**Exercise directions**:
Count the lines below that contain the word "reflection", and give only that number.

**Extracted entries**:
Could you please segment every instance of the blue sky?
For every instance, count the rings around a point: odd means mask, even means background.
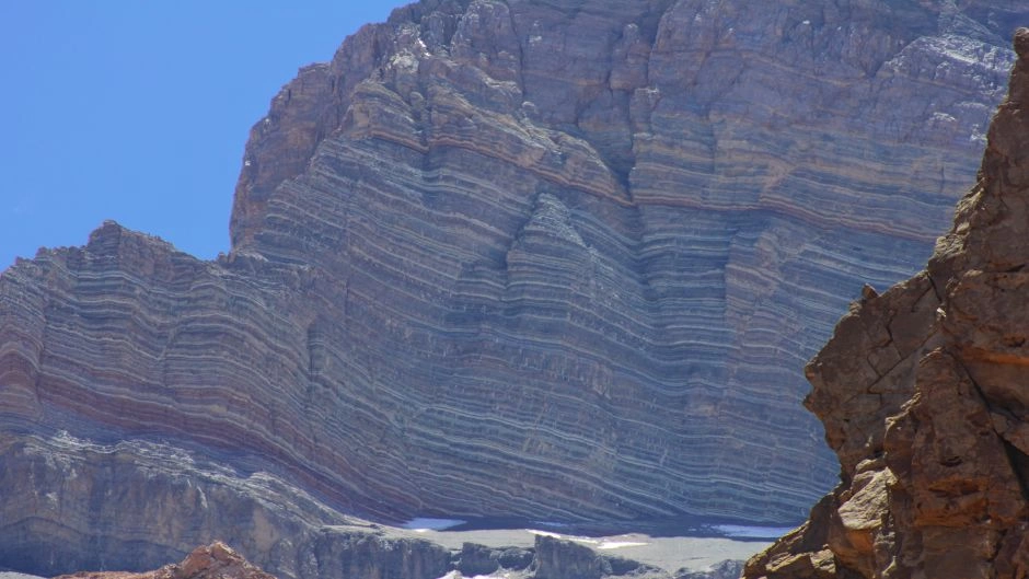
[[[406,3],[0,2],[0,269],[105,219],[227,251],[251,125],[299,67]]]

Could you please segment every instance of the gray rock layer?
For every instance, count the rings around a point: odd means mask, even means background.
[[[228,256],[106,223],[3,273],[4,440],[165,441],[392,519],[799,520],[835,471],[802,362],[925,260],[1027,12],[397,10],[255,125]],[[155,528],[96,505],[37,541]]]

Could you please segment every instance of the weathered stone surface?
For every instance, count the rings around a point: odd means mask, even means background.
[[[3,273],[0,429],[167,443],[289,480],[332,517],[797,520],[834,471],[797,368],[852,288],[925,258],[1026,12],[398,10],[303,69],[254,127],[224,258],[107,223]],[[867,310],[932,317],[941,275]],[[867,315],[853,324],[875,351],[853,370],[878,385],[847,398],[868,416],[828,432],[855,467],[883,444],[867,420],[910,397],[879,377],[914,372],[928,339]],[[813,408],[839,408],[818,392]],[[97,497],[138,491],[97,476]],[[31,518],[20,500],[0,495],[23,513],[0,544]],[[55,557],[130,537],[180,556],[256,524],[130,525],[117,500],[95,505],[73,522],[46,511],[34,536]]]
[[[840,486],[744,577],[1029,575],[1029,28],[1015,49],[979,183],[927,270],[854,304],[808,366]]]
[[[149,572],[80,571],[57,579],[275,579],[222,542],[197,547],[182,563]]]

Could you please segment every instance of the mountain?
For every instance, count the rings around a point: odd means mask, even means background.
[[[976,185],[925,270],[869,293],[808,366],[841,483],[745,577],[1029,574],[1029,28]]]
[[[854,288],[924,263],[1027,20],[426,0],[366,26],[254,126],[228,255],[108,222],[0,277],[0,565],[219,537],[280,577],[358,546],[416,577],[447,553],[351,516],[799,521],[835,471],[799,369]]]

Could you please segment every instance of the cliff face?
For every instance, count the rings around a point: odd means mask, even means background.
[[[999,0],[396,11],[255,125],[227,257],[106,223],[3,273],[2,473],[54,486],[33,509],[0,496],[0,545],[31,529],[56,572],[246,525],[294,554],[289,525],[339,512],[799,519],[835,468],[797,369],[852,288],[924,260],[1027,18]],[[221,508],[244,514],[125,509],[144,471],[77,486],[24,460],[61,430],[220,464]],[[235,484],[261,473],[325,512],[262,526]]]
[[[808,366],[840,486],[745,577],[1029,575],[1029,28],[975,187],[928,267]]]
[[[275,579],[251,565],[224,543],[197,547],[182,563],[160,569],[134,574],[97,571],[62,575],[59,579]]]

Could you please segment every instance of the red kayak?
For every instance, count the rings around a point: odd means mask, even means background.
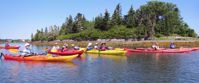
[[[13,56],[10,54],[3,55],[5,60],[16,60],[16,61],[71,61],[75,59],[78,55],[70,55],[70,56],[46,56],[46,55],[35,55],[35,56]]]
[[[9,46],[9,47],[3,47],[0,46],[0,49],[19,49],[20,46]]]
[[[137,53],[185,53],[190,52],[192,49],[182,48],[182,49],[165,49],[161,48],[159,50],[154,50],[152,48],[145,49],[127,49],[128,52],[137,52]]]
[[[199,50],[199,47],[192,48],[192,51],[197,51],[197,50]]]
[[[84,53],[83,50],[67,50],[64,52],[58,51],[58,52],[51,52],[48,51],[49,54],[56,54],[56,55],[61,55],[61,56],[66,56],[66,55],[74,55],[74,54],[78,54],[78,55],[82,55]]]

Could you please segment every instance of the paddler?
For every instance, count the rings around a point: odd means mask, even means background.
[[[96,49],[96,50],[98,50],[98,49],[99,49],[99,47],[98,47],[98,43],[95,43],[94,49]]]
[[[32,55],[32,52],[31,52],[31,48],[30,48],[30,44],[29,44],[29,43],[26,43],[26,44],[25,44],[25,49],[21,52],[21,55],[22,55],[22,56],[30,56],[30,55]]]
[[[80,47],[79,47],[79,46],[75,46],[75,44],[71,44],[71,46],[72,46],[72,48],[73,48],[74,50],[79,50],[79,49],[80,49]]]
[[[61,51],[64,52],[64,51],[67,51],[68,50],[68,44],[64,44]]]
[[[171,44],[170,44],[170,49],[175,49],[175,44],[173,43],[173,42],[171,42]]]
[[[60,49],[58,43],[55,43],[55,46],[52,47],[51,52],[57,52]]]
[[[154,49],[154,50],[158,50],[159,49],[159,46],[158,46],[158,43],[157,42],[154,42],[153,44],[152,44],[152,49]]]
[[[100,50],[101,50],[101,51],[108,50],[108,47],[106,46],[106,43],[105,43],[105,42],[101,43],[101,45],[100,45]]]
[[[9,45],[9,41],[7,40],[5,44],[5,48],[8,48],[8,47],[10,47],[10,45]]]
[[[88,43],[87,50],[92,50],[92,49],[93,49],[92,43]]]

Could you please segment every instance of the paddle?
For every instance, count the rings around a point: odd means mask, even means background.
[[[0,59],[2,59],[2,56],[4,56],[4,54],[3,54],[3,53],[1,53],[1,55],[0,55]]]
[[[8,49],[8,51],[15,54],[19,52],[18,49]]]

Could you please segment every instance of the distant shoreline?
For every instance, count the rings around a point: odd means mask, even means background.
[[[55,43],[58,43],[60,46],[64,45],[65,43],[75,44],[81,47],[86,47],[88,43],[91,42],[93,45],[95,43],[101,43],[104,41],[33,41],[31,42],[33,45],[46,45],[46,46],[53,46]],[[112,47],[122,47],[122,48],[137,48],[137,47],[151,47],[153,42],[158,42],[160,47],[168,48],[170,42],[174,42],[177,47],[199,47],[199,40],[146,40],[146,41],[107,41],[108,46]]]

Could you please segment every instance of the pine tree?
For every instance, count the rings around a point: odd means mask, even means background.
[[[114,10],[114,13],[111,18],[111,25],[121,25],[122,24],[122,8],[121,5],[118,4]]]
[[[127,17],[126,17],[126,25],[128,28],[135,27],[135,10],[131,6],[130,10],[128,11]]]

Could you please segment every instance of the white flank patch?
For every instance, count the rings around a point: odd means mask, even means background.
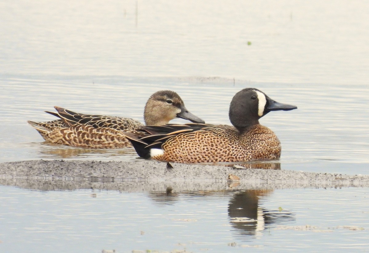
[[[150,157],[154,157],[156,155],[161,155],[164,154],[164,150],[161,148],[151,148],[150,150]]]
[[[266,105],[266,98],[264,93],[258,90],[255,90],[255,92],[258,95],[258,100],[259,100],[259,111],[258,112],[258,115],[261,117],[263,116],[264,109],[265,109],[265,105]]]

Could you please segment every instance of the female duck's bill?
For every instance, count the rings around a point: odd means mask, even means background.
[[[126,136],[138,154],[146,158],[184,163],[243,162],[277,159],[280,143],[259,120],[272,111],[296,109],[255,88],[238,92],[230,106],[234,126],[185,124],[142,127],[148,136]]]

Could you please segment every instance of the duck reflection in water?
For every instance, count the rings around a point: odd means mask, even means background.
[[[248,190],[235,194],[228,206],[232,227],[242,235],[258,235],[272,224],[294,220],[293,213],[268,210],[259,206],[259,200],[272,192],[272,190]]]

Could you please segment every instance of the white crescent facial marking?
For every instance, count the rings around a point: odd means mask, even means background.
[[[264,113],[264,109],[265,109],[265,105],[266,105],[266,98],[262,92],[261,92],[258,90],[255,90],[255,92],[258,95],[258,100],[259,100],[259,110],[258,111],[258,115],[261,117]]]
[[[156,155],[161,155],[164,154],[164,150],[161,148],[151,148],[150,150],[150,157],[154,157]]]

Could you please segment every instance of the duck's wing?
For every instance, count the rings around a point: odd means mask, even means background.
[[[196,123],[146,126],[140,128],[142,131],[140,134],[125,133],[125,134],[137,154],[141,157],[148,158],[152,156],[152,150],[161,150],[162,146],[168,139],[182,134],[206,130],[207,128],[212,126],[210,124]]]
[[[116,130],[133,130],[142,126],[139,121],[130,118],[83,114],[58,106],[55,107],[57,113],[46,112],[58,117],[69,126],[80,124],[92,126],[96,129],[107,127]]]

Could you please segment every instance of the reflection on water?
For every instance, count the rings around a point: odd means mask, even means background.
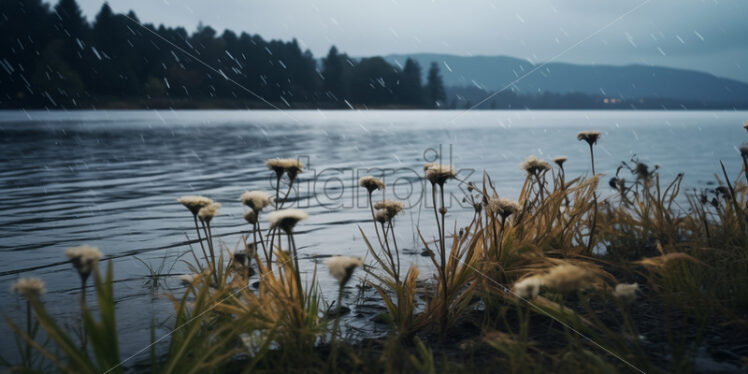
[[[143,278],[148,270],[135,256],[156,268],[164,262],[164,272],[186,272],[177,261],[188,249],[186,235],[193,235],[190,214],[176,203],[184,194],[223,204],[214,232],[234,249],[249,228],[238,197],[272,189],[263,165],[271,157],[298,156],[308,165],[292,194],[293,205],[310,213],[298,226],[301,266],[307,276],[319,273],[332,300],[334,280],[320,259],[365,255],[357,226],[371,226],[357,185],[361,176],[383,175],[387,189],[380,197],[407,200],[409,209],[396,222],[398,242],[407,247],[403,267],[412,262],[427,269],[413,232],[419,226],[427,237],[435,235],[422,199],[429,190],[419,177],[435,157],[451,160],[461,177],[475,182],[486,170],[500,193],[516,197],[524,178],[518,165],[530,154],[565,155],[567,173],[588,172],[588,148],[575,134],[596,129],[603,132],[599,172],[612,175],[620,161],[638,155],[661,165],[665,179],[684,171],[685,186],[698,187],[713,179],[719,160],[739,169],[736,147],[745,139],[746,118],[746,112],[685,111],[0,112],[2,312],[20,318],[8,288],[19,276],[40,276],[50,311],[75,324],[77,278],[62,252],[95,245],[115,265],[122,355],[137,351],[150,342],[152,318],[158,336],[173,325],[171,305],[160,295],[179,284],[168,279],[165,289],[152,292]],[[467,217],[460,186],[448,188],[454,196],[448,219]],[[351,282],[349,305],[356,294]],[[354,307],[351,316],[368,318],[373,310]],[[355,325],[356,318],[348,322]],[[0,344],[3,355],[15,349],[12,339]]]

**Complete answer**:
2